-------- Data section --------

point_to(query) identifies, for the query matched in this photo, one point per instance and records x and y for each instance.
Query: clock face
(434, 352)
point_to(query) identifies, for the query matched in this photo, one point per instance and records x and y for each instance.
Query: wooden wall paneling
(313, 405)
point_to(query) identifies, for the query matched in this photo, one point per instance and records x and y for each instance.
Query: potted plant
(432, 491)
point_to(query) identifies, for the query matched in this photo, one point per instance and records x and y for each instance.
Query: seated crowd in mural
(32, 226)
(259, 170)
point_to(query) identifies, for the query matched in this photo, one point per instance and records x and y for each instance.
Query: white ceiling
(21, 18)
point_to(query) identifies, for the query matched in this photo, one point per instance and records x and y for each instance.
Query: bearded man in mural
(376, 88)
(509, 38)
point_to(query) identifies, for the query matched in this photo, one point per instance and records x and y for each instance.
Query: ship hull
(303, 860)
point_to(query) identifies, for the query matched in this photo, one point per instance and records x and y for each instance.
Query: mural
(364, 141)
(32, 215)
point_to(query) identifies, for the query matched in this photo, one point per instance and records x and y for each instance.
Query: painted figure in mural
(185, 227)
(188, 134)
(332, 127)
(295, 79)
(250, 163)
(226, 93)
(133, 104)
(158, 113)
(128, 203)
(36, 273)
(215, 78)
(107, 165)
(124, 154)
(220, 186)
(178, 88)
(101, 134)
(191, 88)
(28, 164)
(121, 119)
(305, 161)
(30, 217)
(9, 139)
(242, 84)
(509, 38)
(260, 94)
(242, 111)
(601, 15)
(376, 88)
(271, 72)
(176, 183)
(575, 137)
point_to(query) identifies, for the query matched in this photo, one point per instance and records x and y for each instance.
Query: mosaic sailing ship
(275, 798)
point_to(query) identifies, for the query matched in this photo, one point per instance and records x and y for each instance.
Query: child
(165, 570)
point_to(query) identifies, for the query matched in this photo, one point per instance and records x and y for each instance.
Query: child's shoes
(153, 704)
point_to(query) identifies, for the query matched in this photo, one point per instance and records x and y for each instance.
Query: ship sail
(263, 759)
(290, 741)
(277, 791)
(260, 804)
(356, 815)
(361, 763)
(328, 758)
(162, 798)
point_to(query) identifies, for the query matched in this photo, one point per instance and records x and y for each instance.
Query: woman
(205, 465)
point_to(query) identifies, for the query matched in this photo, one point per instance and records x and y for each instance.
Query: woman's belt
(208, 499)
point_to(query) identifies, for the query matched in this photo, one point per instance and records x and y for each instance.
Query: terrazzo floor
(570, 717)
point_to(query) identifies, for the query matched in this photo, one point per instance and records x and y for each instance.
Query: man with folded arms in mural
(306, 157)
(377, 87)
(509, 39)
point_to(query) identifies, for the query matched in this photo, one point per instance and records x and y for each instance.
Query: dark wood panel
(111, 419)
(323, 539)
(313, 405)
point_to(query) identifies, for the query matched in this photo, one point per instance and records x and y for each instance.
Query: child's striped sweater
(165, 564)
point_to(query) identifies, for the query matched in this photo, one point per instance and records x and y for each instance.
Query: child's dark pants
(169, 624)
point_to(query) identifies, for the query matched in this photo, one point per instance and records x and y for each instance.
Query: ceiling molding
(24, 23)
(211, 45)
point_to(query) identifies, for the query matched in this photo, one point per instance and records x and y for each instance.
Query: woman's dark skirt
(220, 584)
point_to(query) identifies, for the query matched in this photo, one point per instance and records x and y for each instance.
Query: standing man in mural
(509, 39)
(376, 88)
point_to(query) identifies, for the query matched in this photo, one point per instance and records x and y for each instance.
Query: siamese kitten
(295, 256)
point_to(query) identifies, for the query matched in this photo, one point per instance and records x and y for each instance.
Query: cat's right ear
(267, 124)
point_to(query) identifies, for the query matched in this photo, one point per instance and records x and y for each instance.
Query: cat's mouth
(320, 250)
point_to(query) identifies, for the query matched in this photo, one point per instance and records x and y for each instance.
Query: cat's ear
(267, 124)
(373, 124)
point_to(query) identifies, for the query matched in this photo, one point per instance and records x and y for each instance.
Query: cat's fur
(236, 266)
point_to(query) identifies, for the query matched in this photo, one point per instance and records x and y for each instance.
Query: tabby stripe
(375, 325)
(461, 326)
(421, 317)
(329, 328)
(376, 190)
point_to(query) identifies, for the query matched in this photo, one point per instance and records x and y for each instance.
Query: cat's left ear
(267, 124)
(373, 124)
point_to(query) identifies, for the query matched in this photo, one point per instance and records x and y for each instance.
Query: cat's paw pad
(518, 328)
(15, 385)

--------

Description of the task => Take the listing above and write it out again exactly.

The solution =>
point_to(query) identifies, for the query matched in this photo, one point per instance and records x and y for each instance.
Query: clock face
(434, 352)
point_to(query) identifies, for the query matched in this photo, one point per instance and records x and y for each instance.
Query: wooden wall paneling
(313, 405)
point_to(query) identifies, for the query matched in this photo, one point per instance and records x and y for each instance.
Query: potted plant
(432, 491)
point_to(query) identifies, for the query matched in this photo, one point per instance and records x and y for each instance.
Query: seated crowd in mural
(32, 226)
(259, 170)
point_to(query) identifies, for the query matched in this photo, one point per instance and records x and y for each instance.
Query: white ceiling
(21, 18)
point_to(query) identifies, for the query matched in this photo, one point per instance and records x and y for each instance.
Query: bearded man in mural
(376, 88)
(509, 38)
point_to(query) identifies, for the query matched in this photo, one point per instance and records x and y for each instance.
Query: ship hull
(303, 860)
point_to(query) identifies, for the query matched in this photo, one point per instance and records x and y for each instance.
Query: mural
(364, 141)
(32, 215)
point_to(query) identifies, for the query matched in this photo, one point per instance and records x and y for each instance.
Query: painted figure in mural
(185, 227)
(188, 134)
(332, 127)
(295, 79)
(250, 163)
(226, 93)
(133, 104)
(158, 113)
(128, 203)
(36, 273)
(215, 78)
(107, 165)
(124, 154)
(220, 186)
(178, 88)
(101, 134)
(191, 88)
(28, 164)
(121, 119)
(305, 161)
(30, 217)
(9, 139)
(242, 84)
(509, 38)
(260, 94)
(242, 111)
(601, 15)
(376, 88)
(271, 72)
(176, 183)
(575, 137)
point_to(query) identifies, for the query matched in this photo, one point per instance and records x and y for each instance.
Query: mosaic sailing ship
(275, 798)
point_to(query) identifies, for the query matched in this photo, one point per instance and records x and y for each instance.
Query: child
(165, 570)
point_to(query) identifies, for the query matched in this photo, one point per instance and records x and y for each instance.
Query: child's shoes
(153, 704)
point_to(query) identifies, for the query matched in this photo, one point per instance and records x and y for each instance.
Query: ship sail
(263, 759)
(290, 741)
(277, 791)
(260, 804)
(356, 815)
(361, 763)
(328, 758)
(162, 798)
point_to(query) identifies, for the query matched in this photo, one point per instance and records x and y for each instance.
Query: woman
(205, 465)
point_to(query) identifies, for the query matched in this photo, one point per instance and records x and y for each instance.
Query: woman's belt
(208, 499)
point_to(query) identifies, for the query matched in this photo, one point per instance and records x and y for each instance.
Query: terrazzo floor
(570, 717)
point_to(query) identifies, for the query matched in this photo, one point per instance and records x and y for each instance.
Query: man with folded arms in mural
(306, 157)
(377, 87)
(509, 39)
point_to(query) identifies, for the query matched in this photo, one point per instance and records x and y for each instance.
Query: dark wood panel
(111, 419)
(323, 539)
(313, 405)
point_to(query) identifies, for the query matched in this photo, one point per instance and records x and y for each instance.
Query: child's striped sweater
(165, 564)
point_to(query) identifies, for the query matched in this photo, one point per instance and records x and y for each instance.
Query: child's dark pants
(169, 624)
point_to(query) identifies, for the query matched in this photo, one point per instance and records x and y for each instance.
Query: ceiling molding
(24, 23)
(211, 45)
point_to(query) identifies, for the query matched in this photo, one point per instance and records x and y for each instance.
Query: woman's dark skirt
(220, 584)
point_to(query) identifies, for the query matched in this photo, one point per instance and records x and y for each instance.
Query: standing man in mural
(509, 39)
(376, 88)
point_to(query) identifies, for the query matched in this photo, one point per instance and records x and y for each instance.
Query: siamese kitten
(295, 256)
point_to(query) identifies, for the query matched in this photo, one point per instance and records x and y for each instance.
Query: cat's right ear
(267, 124)
point_to(query) identifies, for the query matched in this photo, one point per instance and records x and y for each instance.
Query: cat's mouth
(320, 250)
point_to(query) identifies, for the query matched in this photo, one point per instance and records x and y for each instance.
Query: cat's ear
(267, 124)
(373, 124)
point_to(query) identifies, for the query matched in this photo, one point per instance and records x and y for each instance.
Query: cat's fur
(236, 266)
point_to(query) identifies, for the query matched in this photo, one point per instance and records x and y for each instance.
Query: tabby stripe
(375, 325)
(461, 326)
(421, 317)
(329, 328)
(376, 190)
point_to(query) identifies, for the query matched in this photo, one point per instance and records x and y for each instance.
Query: cat's left ear
(267, 124)
(373, 124)
point_to(query) identifies, for the query matched in this photo, one point per instance and records x and y for each instance.
Query: cat's paw pad
(518, 328)
(15, 385)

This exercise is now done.